== Deine Aufgabe ==
Aktualisiere bitte alle Zeilen, indem du „Return“ überall durch „Provide“ ersetzt und sonst nichts veränderst. Lass die Bilder in deiner Antwort weg.

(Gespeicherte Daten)
****

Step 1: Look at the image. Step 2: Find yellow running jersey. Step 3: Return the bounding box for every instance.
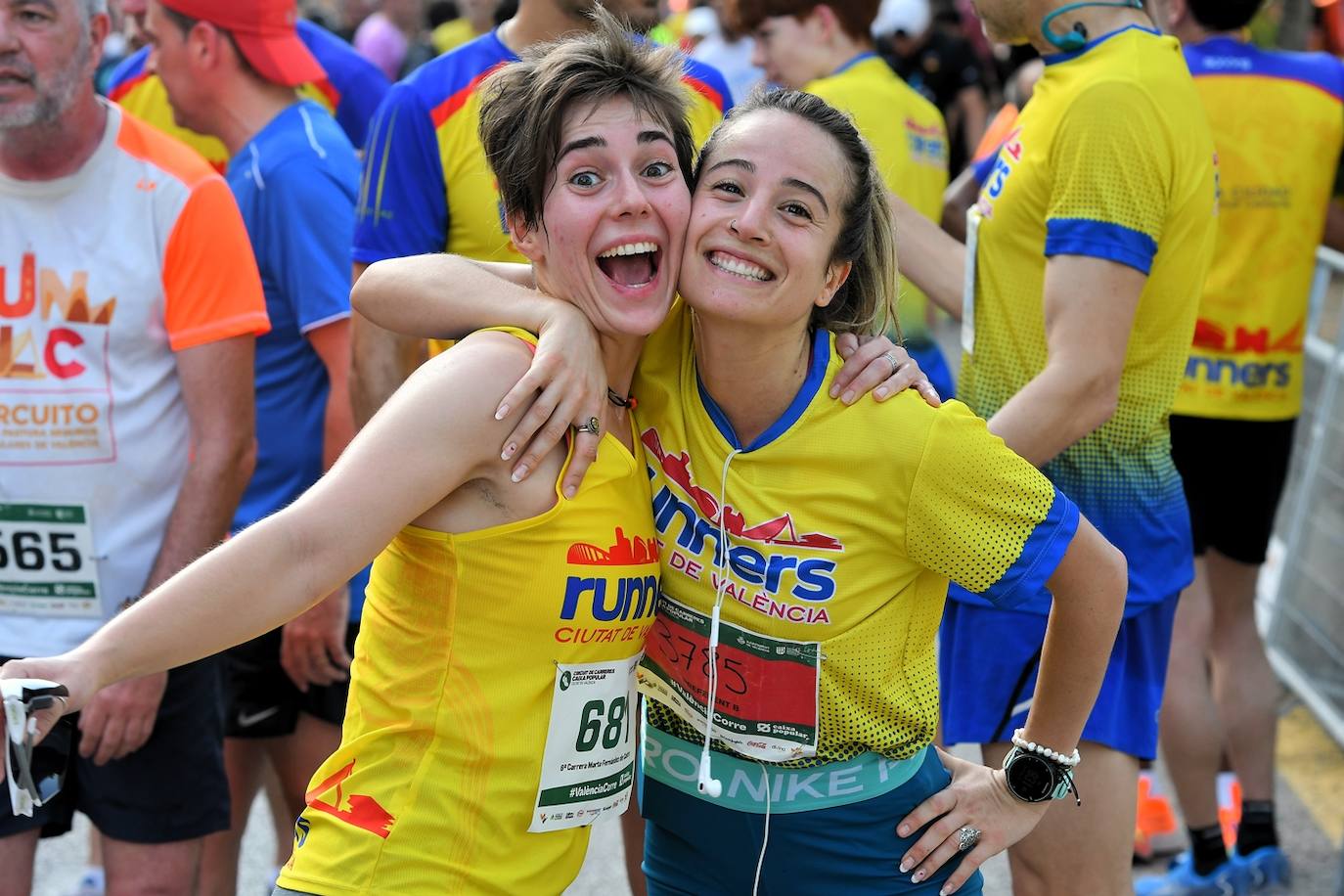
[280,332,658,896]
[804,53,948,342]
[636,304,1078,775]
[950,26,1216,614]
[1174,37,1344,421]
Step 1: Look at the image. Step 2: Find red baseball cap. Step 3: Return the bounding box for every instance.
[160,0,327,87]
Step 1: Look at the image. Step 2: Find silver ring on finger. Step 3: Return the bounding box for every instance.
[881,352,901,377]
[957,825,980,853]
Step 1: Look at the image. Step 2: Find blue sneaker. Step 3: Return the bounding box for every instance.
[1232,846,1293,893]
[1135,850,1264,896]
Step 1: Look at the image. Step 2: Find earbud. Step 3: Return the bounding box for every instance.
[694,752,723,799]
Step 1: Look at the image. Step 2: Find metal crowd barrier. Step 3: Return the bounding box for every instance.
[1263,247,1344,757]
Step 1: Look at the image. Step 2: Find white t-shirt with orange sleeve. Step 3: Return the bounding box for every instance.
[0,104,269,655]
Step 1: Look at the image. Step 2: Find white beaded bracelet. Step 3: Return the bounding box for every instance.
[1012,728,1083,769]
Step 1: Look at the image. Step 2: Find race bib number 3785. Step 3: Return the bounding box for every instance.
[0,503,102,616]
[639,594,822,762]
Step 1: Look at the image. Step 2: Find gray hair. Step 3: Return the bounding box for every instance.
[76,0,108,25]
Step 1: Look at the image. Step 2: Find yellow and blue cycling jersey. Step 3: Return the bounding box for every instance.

****

== Fertige Übung ==
Step 1: Look at the image. Step 2: Find yellow running jersey. Step 3: Provide the bounding box for every instance.
[280,332,658,896]
[804,53,948,342]
[636,304,1078,775]
[950,26,1216,614]
[1174,37,1344,421]
Step 1: Look at the image. Step 2: Find red baseball cap. Step 3: Provide the bounding box for every instance.
[160,0,327,87]
Step 1: Look at the image. Step 2: Find silver ring on finger. Step 3: Provide the bounding box for every instance.
[881,352,901,377]
[957,825,980,853]
Step 1: Look at the image. Step 2: Find blue sneaker. Step 3: Provide the bounding box for every instance.
[1232,846,1293,893]
[1135,850,1264,896]
Step 1: Look at the image. Step 2: Find earbud. Step 3: Provide the bounding box for every instance.
[694,752,723,799]
Step 1: Look at the image. Step 2: Find metal crowd barrier. Step 3: Provide the bounding box for every instance.
[1263,247,1344,757]
Step 1: Look at the image. Step 2: Find white t-shirt with orange sleeve. Step 3: Provide the bounding box for every instance.
[0,104,269,655]
Step 1: Look at the image. Step 2: Find white beaded bracelet. Step 3: Provide the bounding box for every instance.
[1012,728,1083,769]
Step 1: Look at the image. Step 2: Find race bib number 3785. Step 3: Provide the bounding box for every instance.
[0,503,102,616]
[639,594,822,762]
Step 1: Look at the image. Step 2: Find gray hair. Step 3: Provide the bounding box for every instance.
[76,0,108,25]
Step 1: Look at the image. Step 2: Find yellow and blue cycling jersey. Step 3: Provide the bounding box for every instance.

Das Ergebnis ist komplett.